Given request
Every line from the one with "Would you mind pointing out the cluster" to the end of the data needs to be copied exactly, and no line before it.

Provided data
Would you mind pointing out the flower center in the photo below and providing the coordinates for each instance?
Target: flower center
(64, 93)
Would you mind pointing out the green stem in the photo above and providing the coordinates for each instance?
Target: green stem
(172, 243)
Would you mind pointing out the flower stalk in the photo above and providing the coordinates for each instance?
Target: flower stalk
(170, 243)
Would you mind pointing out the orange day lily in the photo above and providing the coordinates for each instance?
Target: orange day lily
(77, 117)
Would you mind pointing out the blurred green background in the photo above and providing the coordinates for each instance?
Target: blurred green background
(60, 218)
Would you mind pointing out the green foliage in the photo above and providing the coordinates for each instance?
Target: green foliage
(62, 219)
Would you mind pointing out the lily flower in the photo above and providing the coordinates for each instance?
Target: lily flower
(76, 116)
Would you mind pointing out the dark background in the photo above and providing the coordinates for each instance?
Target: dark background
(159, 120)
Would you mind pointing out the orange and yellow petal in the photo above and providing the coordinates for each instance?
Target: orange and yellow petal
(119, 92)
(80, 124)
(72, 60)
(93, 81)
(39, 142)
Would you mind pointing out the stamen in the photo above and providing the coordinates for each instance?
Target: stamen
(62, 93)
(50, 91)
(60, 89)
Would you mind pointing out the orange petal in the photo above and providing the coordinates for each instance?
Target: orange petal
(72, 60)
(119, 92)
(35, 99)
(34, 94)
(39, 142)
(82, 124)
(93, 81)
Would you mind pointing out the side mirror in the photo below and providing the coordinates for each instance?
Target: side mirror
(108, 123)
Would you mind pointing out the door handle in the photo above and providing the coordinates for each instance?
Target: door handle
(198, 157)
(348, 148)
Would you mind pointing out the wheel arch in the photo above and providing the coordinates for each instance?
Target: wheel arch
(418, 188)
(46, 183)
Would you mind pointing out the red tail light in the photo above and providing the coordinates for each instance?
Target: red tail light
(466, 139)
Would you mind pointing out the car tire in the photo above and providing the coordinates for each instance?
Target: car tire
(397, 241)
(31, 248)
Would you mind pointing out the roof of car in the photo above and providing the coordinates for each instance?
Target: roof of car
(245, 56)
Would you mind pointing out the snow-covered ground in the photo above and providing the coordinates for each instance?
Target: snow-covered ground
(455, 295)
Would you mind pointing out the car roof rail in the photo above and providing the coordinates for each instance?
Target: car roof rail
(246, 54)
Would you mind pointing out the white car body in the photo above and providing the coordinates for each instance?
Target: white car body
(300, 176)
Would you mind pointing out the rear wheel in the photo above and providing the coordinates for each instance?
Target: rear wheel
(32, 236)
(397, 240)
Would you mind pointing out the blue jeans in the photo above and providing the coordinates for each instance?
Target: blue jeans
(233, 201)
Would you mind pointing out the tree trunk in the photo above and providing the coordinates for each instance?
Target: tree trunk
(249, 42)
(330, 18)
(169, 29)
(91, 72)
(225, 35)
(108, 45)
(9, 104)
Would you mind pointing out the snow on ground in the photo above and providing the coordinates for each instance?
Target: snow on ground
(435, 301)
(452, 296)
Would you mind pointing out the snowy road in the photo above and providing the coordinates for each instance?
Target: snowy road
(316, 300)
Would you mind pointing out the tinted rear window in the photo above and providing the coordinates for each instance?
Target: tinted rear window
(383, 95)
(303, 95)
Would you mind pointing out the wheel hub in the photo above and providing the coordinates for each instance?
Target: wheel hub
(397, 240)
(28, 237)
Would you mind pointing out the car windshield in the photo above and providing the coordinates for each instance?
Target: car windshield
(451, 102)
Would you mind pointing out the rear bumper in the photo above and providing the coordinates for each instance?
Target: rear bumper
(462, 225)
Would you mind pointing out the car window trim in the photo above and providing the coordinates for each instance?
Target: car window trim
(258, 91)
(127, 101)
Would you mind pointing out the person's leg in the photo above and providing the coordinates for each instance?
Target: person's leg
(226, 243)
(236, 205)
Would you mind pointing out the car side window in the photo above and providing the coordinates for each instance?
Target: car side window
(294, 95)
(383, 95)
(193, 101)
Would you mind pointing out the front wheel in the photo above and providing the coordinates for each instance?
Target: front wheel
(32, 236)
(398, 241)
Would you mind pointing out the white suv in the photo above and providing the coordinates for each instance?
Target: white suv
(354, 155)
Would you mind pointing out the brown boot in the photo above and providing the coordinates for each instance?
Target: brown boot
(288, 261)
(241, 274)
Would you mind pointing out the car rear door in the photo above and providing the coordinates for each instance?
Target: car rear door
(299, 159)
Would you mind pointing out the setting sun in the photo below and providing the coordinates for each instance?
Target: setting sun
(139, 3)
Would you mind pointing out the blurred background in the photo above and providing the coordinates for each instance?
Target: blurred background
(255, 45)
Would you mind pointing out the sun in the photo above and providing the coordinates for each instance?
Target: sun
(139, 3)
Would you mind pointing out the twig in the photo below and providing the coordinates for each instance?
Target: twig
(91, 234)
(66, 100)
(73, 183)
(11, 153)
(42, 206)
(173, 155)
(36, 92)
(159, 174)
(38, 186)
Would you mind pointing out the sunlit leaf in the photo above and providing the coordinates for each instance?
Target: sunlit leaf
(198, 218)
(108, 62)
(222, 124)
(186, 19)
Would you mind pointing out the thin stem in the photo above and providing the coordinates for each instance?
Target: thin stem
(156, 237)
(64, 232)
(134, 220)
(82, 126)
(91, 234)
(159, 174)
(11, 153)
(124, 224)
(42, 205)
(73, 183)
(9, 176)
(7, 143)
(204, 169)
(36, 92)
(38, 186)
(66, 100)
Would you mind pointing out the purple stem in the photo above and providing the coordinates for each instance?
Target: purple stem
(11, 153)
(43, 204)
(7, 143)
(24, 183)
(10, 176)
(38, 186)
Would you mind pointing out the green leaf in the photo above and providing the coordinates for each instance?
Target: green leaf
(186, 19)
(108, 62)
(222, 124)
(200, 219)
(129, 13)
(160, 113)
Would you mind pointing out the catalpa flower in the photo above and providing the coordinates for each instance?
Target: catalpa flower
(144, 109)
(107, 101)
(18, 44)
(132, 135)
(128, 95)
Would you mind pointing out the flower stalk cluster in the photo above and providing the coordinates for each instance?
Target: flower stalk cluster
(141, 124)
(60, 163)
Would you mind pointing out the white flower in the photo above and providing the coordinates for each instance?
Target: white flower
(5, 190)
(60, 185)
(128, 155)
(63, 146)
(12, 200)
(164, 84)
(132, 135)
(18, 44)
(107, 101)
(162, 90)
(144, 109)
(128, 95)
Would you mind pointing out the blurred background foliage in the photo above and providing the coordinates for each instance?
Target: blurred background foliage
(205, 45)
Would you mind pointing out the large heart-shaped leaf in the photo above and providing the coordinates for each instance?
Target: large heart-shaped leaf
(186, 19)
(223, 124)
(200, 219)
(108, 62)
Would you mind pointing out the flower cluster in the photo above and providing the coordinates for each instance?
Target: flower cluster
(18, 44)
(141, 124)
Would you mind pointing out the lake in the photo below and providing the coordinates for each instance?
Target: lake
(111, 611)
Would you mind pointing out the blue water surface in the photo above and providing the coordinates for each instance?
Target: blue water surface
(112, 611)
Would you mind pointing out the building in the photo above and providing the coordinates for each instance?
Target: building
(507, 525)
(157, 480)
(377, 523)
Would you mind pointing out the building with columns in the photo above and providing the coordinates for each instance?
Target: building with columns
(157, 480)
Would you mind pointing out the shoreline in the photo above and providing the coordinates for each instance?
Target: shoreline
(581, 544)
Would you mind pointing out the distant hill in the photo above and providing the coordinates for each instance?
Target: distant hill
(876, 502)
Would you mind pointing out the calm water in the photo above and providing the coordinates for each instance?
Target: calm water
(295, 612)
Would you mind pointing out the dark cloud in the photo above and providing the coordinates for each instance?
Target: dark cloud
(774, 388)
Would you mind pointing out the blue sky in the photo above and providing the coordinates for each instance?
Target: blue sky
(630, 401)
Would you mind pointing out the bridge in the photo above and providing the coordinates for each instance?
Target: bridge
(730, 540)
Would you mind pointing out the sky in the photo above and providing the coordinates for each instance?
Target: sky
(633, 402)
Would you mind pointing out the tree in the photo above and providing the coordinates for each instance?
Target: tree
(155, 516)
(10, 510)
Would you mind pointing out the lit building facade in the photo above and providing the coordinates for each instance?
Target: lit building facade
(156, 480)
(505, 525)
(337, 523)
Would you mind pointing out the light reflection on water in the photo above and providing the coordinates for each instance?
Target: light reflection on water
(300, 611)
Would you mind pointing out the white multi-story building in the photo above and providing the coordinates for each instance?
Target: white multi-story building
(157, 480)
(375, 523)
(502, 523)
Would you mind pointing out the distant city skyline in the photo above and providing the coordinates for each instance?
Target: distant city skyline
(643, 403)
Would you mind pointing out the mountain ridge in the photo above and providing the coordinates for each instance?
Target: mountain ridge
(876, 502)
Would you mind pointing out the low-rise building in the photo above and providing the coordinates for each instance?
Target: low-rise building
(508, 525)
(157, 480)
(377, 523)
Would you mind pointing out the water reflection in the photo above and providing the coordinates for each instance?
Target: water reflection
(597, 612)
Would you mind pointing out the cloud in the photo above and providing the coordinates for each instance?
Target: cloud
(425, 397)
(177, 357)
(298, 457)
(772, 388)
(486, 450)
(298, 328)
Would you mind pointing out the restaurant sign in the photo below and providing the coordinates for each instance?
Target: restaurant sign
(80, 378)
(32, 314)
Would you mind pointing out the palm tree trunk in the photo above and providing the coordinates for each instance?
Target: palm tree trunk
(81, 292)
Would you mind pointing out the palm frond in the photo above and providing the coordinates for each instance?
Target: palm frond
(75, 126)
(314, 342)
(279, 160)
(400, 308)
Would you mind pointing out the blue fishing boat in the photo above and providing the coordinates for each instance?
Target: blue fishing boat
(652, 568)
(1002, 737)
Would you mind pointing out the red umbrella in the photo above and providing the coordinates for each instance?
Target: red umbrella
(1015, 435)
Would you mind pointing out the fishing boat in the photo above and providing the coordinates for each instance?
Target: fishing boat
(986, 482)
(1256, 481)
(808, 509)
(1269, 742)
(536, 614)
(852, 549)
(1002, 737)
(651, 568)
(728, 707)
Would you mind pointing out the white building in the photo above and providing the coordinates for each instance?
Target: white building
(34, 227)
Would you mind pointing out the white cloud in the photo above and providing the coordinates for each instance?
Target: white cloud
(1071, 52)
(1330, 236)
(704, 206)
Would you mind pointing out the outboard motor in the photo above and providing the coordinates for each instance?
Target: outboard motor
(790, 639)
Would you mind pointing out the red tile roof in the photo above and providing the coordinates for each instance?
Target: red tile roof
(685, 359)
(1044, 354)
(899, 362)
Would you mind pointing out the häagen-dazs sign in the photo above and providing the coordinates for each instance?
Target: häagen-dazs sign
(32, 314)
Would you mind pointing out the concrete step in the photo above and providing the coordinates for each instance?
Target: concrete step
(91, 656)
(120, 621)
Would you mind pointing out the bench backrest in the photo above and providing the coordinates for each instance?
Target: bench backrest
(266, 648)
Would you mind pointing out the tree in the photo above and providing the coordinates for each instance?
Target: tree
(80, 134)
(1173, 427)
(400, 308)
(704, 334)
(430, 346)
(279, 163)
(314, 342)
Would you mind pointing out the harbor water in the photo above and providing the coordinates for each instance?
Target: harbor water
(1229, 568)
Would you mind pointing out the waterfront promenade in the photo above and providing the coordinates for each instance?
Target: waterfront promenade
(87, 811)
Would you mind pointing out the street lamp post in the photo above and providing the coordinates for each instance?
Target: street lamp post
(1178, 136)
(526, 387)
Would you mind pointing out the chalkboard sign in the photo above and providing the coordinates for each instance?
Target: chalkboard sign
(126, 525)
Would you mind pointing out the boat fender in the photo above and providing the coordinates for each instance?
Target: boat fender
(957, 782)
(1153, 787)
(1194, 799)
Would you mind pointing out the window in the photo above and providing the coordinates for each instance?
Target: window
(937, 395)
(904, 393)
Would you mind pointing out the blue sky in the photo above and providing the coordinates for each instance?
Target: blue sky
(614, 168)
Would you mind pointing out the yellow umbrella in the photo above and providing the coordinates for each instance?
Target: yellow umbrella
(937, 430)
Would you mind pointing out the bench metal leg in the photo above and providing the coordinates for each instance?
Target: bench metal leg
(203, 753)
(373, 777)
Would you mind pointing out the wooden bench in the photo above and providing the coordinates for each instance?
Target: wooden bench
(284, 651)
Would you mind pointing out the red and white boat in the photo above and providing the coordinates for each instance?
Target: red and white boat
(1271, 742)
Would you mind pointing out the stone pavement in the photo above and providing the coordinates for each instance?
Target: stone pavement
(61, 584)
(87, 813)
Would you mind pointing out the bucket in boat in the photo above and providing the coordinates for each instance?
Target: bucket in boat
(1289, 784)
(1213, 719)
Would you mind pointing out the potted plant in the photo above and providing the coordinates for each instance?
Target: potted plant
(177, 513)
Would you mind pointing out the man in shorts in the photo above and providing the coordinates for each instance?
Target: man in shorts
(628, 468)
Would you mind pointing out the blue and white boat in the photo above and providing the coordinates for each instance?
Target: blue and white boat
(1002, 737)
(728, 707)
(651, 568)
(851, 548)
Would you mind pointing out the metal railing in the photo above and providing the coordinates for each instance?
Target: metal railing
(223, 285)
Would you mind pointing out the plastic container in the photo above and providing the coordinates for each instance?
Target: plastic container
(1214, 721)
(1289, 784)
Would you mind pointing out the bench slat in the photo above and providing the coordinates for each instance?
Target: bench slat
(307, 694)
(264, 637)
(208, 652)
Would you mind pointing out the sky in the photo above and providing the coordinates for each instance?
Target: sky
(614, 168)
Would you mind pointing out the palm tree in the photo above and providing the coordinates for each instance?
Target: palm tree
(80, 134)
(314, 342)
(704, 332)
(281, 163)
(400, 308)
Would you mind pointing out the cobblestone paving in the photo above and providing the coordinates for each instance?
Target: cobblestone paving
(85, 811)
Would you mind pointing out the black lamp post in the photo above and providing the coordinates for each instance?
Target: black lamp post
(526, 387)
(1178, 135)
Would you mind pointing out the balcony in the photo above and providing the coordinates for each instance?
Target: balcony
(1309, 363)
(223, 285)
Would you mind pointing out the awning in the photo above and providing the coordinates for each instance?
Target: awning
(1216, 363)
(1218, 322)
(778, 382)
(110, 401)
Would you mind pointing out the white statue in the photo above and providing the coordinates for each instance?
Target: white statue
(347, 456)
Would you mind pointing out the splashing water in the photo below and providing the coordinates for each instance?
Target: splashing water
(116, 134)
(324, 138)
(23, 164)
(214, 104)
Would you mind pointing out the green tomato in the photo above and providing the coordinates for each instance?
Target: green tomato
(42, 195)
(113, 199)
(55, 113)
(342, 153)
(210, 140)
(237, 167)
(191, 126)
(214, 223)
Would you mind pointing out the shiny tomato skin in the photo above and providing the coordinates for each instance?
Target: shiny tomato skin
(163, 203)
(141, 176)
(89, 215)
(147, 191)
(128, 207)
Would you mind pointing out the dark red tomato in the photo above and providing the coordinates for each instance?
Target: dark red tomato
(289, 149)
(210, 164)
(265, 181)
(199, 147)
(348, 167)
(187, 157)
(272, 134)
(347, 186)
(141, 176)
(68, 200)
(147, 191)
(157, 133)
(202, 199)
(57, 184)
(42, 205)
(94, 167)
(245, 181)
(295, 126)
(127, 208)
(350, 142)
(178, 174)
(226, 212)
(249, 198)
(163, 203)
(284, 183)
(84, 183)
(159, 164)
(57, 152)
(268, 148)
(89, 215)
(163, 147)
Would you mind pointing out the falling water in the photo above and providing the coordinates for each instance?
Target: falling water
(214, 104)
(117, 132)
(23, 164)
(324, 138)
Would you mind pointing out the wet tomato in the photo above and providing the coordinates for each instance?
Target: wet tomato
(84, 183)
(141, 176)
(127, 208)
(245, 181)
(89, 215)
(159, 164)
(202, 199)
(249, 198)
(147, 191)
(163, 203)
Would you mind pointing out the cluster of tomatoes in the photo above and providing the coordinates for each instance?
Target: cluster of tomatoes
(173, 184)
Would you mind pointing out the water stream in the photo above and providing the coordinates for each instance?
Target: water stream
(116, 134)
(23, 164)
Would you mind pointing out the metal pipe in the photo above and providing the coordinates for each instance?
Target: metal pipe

Answer to this task
Would you mind pointing out the cluster of tomatoes in the photo above and providing the coordinates for each instance?
Target: cluster of tomatoes
(173, 184)
Would you mind pointing out the water stream in the photo above and providing the coordinates for each instance?
Target: water stream
(116, 134)
(23, 164)
Would you mind pointing out the metal pipe in the photo above and providing the coordinates for each instance?
Target: metal pipe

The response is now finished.